Harcèlement scolaire : la spirale infernale

A 16 ans, Janelle tente de se reconstruire après avoir été victime de harcèlement scolaire dans un collège de la Vienne. Elle témoigne de ces actes pernicieux qui l’ont amenée à être hospitalisée en psychiatrie et à porter plainte.

Romain Mudrak

Le7.info

Elle est prête à parler. A tout déballer même. Janelle a été victime de harcèlement scolaire pendant près de deux ans, dans un collège de la Vienne. Inutile de citer l’établissement, cette histoire aurait pu se dérouler n’importe où. Aujourd’hui âgée de 16 ans, elle avait besoin d’accepter et de prendre du recul sur les événements avant de témoigner. Désormais, l’adolescente se sent forte pour dénoncer ces actes sournois aux conséquences bien réelles. « Moi j’ai fait un gros bout de chemin dans mon histoire. Je veux avancer et montrer à d’autres qu’il est possible de s’en sortir. »

## [DONNÉES FOURNIES]
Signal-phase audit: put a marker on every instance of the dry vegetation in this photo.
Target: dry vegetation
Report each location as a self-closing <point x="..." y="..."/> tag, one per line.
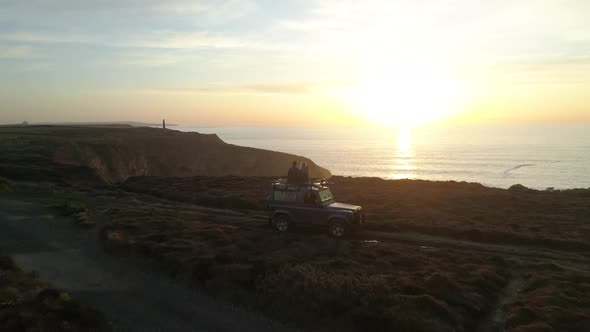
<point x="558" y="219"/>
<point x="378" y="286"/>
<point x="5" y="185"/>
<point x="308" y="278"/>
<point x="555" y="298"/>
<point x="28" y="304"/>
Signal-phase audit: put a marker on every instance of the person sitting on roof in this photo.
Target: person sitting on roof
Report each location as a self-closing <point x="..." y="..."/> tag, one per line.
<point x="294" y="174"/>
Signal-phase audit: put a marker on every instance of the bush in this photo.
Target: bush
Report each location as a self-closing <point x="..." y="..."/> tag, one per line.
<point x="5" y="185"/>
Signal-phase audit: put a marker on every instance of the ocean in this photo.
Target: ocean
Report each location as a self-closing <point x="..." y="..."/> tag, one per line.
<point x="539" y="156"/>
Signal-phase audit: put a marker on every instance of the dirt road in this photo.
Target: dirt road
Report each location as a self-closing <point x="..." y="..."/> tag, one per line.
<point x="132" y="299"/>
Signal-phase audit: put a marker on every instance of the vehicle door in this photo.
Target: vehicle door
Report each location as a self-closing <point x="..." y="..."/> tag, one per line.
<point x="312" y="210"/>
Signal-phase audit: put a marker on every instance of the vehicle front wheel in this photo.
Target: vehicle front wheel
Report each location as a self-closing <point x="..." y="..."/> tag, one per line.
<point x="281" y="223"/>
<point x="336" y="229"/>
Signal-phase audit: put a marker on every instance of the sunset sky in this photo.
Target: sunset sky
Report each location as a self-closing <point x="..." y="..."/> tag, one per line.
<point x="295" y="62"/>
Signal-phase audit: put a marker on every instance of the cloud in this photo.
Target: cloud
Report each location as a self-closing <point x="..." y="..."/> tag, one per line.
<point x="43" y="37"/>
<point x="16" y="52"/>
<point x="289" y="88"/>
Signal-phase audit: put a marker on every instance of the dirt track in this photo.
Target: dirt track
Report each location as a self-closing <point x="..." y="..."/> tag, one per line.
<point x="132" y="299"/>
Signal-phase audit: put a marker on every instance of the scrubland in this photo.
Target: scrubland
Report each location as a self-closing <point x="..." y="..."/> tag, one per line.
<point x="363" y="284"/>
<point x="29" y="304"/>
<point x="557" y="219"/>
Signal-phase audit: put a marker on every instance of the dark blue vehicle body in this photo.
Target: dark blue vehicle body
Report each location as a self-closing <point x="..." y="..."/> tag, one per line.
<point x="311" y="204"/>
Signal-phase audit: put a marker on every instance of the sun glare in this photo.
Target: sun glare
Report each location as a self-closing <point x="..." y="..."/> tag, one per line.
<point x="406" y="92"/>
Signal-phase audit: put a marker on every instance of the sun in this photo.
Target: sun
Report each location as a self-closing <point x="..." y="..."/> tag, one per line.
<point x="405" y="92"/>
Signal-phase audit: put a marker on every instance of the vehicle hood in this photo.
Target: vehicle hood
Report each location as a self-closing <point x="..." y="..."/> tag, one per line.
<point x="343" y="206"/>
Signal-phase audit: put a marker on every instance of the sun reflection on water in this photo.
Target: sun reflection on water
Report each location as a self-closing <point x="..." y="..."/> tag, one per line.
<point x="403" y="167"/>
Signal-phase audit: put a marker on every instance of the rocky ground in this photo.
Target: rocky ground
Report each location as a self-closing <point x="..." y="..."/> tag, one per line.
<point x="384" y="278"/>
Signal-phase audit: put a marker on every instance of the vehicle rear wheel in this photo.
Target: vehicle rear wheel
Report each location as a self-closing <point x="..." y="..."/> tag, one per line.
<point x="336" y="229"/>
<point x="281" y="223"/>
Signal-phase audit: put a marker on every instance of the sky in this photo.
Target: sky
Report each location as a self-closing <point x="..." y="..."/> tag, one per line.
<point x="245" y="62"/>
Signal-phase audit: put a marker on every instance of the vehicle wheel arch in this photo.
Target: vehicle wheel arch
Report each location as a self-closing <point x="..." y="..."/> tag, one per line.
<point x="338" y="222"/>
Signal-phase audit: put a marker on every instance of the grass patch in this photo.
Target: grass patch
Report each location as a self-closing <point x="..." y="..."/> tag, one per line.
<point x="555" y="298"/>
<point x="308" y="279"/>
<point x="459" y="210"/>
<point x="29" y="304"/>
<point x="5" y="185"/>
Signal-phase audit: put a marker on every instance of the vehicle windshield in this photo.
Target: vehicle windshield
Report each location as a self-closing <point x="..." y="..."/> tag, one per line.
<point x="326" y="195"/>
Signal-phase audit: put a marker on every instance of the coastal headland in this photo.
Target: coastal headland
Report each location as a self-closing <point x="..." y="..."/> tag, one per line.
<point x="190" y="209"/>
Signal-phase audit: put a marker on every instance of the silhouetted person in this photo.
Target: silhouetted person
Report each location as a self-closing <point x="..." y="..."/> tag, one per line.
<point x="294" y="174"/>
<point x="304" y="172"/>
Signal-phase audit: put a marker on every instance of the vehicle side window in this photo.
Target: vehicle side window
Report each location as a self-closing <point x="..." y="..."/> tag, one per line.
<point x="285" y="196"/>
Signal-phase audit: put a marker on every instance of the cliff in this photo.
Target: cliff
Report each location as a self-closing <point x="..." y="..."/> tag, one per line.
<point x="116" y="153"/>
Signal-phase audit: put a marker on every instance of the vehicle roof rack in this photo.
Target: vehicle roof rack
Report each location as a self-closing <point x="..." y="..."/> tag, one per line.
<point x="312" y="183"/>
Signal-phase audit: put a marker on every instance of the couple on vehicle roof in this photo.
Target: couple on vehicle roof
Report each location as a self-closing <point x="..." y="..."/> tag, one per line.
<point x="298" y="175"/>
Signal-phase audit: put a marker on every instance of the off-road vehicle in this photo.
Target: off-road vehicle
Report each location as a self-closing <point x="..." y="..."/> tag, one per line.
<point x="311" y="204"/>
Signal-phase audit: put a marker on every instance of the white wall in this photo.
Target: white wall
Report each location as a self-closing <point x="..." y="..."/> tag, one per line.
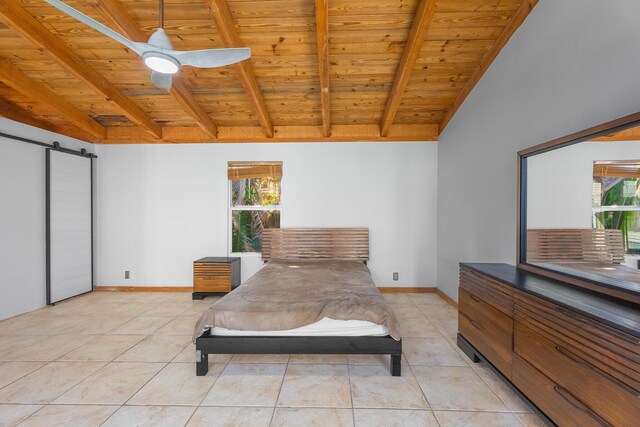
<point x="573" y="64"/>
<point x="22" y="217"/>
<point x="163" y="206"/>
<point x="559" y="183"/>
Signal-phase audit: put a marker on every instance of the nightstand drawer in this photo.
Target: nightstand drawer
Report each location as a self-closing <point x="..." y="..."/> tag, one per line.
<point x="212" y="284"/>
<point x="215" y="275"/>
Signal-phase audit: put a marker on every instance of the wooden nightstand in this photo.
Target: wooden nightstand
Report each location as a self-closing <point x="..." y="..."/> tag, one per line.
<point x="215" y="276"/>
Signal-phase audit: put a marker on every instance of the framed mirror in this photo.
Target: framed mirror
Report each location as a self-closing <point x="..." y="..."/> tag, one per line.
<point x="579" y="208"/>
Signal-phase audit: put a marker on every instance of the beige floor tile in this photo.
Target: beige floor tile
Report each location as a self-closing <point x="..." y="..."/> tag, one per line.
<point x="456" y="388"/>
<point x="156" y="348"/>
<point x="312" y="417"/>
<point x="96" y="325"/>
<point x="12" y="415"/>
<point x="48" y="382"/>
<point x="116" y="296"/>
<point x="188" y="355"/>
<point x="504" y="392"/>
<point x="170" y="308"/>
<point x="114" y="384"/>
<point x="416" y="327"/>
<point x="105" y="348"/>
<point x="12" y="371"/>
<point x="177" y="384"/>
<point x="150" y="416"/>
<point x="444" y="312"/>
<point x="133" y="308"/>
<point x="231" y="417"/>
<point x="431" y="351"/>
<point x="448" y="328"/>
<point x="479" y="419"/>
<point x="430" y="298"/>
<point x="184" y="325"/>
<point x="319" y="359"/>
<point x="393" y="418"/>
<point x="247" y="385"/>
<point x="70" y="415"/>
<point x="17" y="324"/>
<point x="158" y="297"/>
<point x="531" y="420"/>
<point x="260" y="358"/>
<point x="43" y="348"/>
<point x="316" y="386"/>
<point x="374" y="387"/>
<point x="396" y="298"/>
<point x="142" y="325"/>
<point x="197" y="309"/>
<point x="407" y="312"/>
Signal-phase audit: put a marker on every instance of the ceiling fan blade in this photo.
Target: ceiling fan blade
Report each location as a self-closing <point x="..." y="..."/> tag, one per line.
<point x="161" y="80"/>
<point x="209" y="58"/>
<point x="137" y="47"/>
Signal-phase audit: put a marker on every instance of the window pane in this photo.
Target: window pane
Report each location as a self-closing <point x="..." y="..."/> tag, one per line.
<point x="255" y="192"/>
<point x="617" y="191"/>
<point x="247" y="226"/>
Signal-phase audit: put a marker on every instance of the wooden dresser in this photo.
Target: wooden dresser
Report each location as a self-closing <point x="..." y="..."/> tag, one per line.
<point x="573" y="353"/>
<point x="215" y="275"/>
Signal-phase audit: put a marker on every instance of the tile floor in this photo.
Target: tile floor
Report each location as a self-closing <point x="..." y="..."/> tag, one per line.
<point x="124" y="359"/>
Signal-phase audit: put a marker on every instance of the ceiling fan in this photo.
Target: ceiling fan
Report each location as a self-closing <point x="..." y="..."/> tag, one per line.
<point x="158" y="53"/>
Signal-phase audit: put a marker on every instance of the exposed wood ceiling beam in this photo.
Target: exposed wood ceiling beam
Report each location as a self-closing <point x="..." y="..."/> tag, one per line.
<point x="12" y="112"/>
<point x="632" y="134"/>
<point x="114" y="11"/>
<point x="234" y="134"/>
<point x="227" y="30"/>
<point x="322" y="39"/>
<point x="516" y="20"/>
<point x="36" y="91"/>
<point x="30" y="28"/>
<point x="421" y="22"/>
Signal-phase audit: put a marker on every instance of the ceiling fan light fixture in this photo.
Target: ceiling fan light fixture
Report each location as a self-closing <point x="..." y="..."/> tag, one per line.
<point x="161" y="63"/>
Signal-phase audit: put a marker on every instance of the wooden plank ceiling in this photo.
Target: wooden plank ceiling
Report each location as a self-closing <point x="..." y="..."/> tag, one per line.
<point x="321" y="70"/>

---

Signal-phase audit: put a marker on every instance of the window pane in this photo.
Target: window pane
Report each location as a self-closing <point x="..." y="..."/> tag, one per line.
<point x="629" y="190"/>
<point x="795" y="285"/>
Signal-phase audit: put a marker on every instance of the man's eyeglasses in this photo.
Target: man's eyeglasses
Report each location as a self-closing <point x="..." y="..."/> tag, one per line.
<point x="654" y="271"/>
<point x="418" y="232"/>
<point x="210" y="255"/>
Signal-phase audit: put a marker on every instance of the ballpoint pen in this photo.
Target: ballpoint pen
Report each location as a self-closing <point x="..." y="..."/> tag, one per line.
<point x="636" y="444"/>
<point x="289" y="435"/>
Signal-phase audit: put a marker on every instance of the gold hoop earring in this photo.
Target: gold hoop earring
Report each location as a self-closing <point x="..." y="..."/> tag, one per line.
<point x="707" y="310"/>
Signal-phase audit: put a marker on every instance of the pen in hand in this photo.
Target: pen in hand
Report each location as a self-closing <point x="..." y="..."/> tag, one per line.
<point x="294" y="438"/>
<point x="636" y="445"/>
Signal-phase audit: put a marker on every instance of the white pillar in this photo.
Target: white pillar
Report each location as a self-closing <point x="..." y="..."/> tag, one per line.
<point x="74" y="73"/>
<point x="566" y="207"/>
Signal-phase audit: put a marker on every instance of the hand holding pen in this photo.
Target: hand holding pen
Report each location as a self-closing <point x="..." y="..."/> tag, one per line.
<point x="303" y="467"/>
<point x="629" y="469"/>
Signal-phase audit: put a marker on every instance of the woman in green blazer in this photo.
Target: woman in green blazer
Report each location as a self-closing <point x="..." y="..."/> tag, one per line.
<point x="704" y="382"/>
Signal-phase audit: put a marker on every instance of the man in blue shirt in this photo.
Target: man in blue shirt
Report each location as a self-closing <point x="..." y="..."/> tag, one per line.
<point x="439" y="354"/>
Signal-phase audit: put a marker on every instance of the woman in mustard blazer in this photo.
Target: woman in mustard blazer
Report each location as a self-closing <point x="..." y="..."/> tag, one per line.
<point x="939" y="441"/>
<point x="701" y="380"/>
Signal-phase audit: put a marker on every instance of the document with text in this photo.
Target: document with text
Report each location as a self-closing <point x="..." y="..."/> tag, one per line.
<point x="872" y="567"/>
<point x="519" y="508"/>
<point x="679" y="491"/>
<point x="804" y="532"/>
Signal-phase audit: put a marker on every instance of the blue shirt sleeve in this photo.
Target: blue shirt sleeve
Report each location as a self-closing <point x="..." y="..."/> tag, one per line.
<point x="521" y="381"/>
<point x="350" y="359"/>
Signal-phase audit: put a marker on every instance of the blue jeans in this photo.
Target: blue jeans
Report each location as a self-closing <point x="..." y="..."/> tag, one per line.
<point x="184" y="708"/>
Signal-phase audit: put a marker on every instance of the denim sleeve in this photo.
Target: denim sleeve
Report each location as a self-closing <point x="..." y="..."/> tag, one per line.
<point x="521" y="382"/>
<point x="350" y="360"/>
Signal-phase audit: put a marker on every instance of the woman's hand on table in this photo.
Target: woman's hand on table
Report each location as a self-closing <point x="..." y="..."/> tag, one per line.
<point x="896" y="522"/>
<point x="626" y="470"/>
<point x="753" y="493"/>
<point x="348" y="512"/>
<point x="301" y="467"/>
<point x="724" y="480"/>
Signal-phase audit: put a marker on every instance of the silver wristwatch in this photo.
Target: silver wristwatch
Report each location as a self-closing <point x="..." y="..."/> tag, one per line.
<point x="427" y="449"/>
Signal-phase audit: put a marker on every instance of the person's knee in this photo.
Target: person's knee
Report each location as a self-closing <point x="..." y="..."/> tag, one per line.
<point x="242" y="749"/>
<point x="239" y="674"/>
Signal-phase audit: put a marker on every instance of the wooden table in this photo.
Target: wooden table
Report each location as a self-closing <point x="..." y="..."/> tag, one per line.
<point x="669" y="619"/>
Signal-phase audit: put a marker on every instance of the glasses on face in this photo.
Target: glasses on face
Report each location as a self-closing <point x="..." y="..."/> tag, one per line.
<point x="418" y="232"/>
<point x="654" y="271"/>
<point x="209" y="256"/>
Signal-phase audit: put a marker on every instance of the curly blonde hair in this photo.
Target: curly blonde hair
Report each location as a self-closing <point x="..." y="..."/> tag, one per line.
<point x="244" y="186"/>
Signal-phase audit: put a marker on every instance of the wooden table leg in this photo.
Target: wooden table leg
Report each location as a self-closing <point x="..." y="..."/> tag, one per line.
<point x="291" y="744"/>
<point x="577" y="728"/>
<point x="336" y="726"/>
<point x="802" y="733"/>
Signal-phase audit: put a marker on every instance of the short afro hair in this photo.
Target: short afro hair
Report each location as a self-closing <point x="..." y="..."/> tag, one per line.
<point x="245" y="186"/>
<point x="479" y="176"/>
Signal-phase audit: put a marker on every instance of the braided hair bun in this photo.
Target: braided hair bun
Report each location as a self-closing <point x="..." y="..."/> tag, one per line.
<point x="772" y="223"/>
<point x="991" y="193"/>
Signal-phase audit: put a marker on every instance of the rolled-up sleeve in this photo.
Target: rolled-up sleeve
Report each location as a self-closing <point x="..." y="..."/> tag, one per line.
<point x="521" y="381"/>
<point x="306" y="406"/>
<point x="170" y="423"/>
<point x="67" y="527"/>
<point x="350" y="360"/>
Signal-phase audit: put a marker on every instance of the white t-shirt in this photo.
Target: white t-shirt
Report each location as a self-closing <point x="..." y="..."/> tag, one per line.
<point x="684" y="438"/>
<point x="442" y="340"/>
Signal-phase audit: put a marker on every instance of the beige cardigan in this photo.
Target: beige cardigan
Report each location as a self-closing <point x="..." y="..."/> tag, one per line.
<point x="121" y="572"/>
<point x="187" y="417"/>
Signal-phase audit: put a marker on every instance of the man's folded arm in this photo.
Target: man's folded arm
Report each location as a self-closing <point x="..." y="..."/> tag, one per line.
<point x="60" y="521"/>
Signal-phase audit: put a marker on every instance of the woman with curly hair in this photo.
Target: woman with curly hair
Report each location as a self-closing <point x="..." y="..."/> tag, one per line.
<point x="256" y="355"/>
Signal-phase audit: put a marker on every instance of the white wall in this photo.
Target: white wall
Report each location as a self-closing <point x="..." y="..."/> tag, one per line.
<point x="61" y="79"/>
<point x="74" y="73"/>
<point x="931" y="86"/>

...

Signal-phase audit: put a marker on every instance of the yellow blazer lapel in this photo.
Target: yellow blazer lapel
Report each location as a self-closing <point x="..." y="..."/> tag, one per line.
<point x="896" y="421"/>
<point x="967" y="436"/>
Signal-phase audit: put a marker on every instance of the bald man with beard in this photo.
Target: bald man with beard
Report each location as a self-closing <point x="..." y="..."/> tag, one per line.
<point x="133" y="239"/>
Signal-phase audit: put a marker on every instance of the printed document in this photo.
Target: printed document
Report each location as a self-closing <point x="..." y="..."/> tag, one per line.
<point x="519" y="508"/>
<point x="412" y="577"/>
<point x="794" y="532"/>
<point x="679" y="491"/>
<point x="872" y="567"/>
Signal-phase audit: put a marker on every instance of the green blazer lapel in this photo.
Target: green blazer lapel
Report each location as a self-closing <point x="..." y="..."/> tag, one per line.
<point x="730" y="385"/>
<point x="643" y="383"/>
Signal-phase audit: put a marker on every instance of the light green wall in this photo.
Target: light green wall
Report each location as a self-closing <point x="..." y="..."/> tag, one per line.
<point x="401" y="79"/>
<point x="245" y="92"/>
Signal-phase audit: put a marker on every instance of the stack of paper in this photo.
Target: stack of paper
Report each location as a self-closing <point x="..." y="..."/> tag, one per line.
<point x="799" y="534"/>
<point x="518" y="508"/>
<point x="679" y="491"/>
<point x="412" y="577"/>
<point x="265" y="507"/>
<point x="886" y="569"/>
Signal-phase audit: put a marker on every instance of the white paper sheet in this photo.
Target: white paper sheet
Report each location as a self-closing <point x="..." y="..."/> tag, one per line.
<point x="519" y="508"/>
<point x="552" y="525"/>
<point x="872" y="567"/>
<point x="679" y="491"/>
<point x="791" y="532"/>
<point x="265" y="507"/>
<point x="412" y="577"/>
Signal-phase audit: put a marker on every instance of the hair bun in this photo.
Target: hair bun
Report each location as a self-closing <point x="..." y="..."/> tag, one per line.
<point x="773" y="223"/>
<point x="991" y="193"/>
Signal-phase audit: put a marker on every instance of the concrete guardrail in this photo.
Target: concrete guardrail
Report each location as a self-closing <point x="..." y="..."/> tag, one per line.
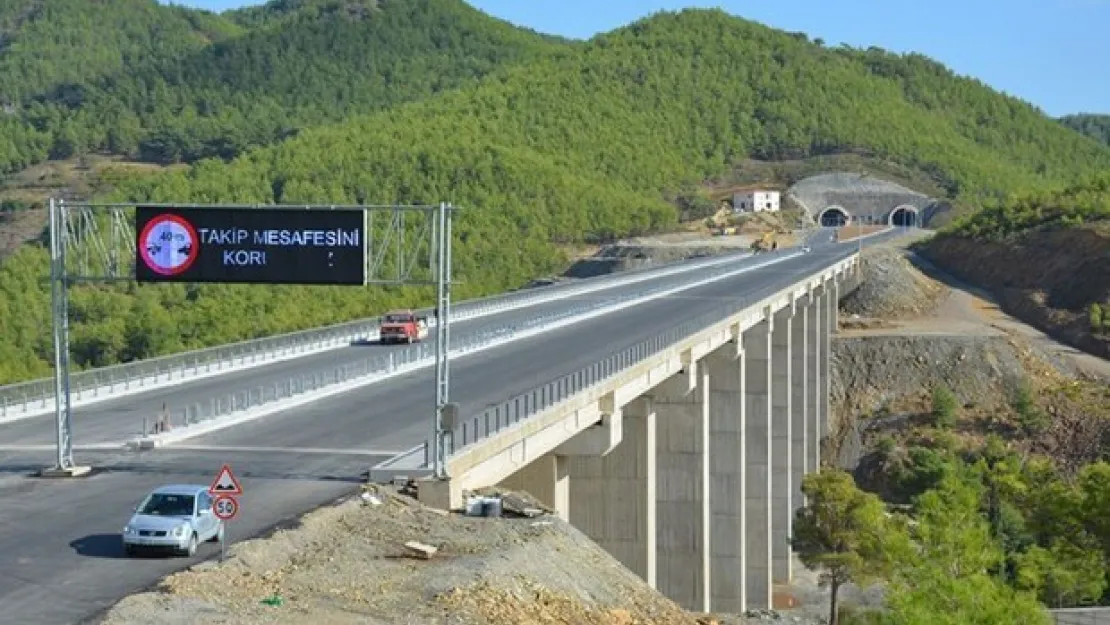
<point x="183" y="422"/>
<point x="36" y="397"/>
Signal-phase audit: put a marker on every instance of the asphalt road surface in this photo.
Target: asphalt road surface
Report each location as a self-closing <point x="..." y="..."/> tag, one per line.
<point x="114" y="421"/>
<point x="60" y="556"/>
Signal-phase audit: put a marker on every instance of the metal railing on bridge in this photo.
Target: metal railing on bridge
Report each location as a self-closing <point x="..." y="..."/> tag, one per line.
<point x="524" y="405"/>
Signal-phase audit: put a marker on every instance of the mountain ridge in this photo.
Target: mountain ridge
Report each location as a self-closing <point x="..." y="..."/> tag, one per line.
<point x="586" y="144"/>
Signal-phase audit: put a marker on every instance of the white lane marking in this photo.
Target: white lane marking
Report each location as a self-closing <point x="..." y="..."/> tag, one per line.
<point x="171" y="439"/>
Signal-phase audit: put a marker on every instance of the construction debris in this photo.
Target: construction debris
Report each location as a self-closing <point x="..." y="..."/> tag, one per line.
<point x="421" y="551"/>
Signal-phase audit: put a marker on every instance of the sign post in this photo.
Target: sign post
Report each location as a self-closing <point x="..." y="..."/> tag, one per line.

## [CONSIGNE]
Résumez plus brièvement le paragraphe de l'article sur le harcèlement scolaire qui commence par « Elle est prête à parler », sans perdre ses faits principaux.

## [VOTRE RÉPONSE]
Janelle, aujourd'hui âgée de 16 ans, a subi du harcèlement scolaire pendant près de deux ans dans un collège de la Vienne. Le nom de l'établissement n'est pas cité, car cette histoire aurait pu se dérouler n'importe où. Avant de témoigner, elle avait besoin d'accepter les événements et de prendre du recul. Elle se sent désormais assez forte pour dénoncer ces actes sournois. Elle veut avancer et montrer aux autres qu'il est possible de s'en sortir.